• [Goal]: Return every line in the records below that contains the string "white". Case must match.

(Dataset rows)
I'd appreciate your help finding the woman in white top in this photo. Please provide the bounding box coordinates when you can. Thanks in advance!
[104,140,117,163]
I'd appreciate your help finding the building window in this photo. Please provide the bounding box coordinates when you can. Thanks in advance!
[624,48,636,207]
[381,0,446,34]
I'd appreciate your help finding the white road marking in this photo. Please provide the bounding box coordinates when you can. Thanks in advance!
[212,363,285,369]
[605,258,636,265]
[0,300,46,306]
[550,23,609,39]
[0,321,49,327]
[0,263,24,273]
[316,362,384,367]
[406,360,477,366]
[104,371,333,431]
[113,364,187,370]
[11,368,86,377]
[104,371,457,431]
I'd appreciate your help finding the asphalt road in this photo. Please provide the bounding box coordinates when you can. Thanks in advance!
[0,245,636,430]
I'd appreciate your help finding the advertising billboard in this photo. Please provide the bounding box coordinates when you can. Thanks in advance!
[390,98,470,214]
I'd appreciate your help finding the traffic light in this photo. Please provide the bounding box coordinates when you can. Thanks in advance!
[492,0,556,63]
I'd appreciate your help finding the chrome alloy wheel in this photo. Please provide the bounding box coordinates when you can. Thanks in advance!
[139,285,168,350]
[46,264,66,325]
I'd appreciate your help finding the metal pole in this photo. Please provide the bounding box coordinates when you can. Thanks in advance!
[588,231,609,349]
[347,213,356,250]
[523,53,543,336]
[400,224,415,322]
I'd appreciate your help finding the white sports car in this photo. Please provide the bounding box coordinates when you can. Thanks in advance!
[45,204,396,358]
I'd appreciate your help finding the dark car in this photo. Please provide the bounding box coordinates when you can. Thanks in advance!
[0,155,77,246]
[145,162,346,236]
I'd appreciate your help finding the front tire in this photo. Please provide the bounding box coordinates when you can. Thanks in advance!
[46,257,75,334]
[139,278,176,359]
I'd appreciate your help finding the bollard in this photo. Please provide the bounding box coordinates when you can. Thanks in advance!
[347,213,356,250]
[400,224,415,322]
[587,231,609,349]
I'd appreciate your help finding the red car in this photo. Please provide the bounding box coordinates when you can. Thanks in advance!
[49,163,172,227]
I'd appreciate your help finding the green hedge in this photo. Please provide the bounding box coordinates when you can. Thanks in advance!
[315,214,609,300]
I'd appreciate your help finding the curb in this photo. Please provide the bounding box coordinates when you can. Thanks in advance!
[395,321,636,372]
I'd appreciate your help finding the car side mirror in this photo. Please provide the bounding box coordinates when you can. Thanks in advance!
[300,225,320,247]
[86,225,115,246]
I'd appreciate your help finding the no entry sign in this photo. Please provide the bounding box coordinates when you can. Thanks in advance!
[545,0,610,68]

• [Solution for this exercise]:
I'd appreciate your help finding the woman in white top in this photo. Please provide the bounding box coordinates when you can. Thanks in advance!
I'd appreciate your help finding the white road marking in this photo. Please provide the bounding box coordinates when you can. Thanks in advance!
I'd appreciate your help finding the white sports car in this photo. Please provide the bounding box coordinates when you can. Thanks in advance!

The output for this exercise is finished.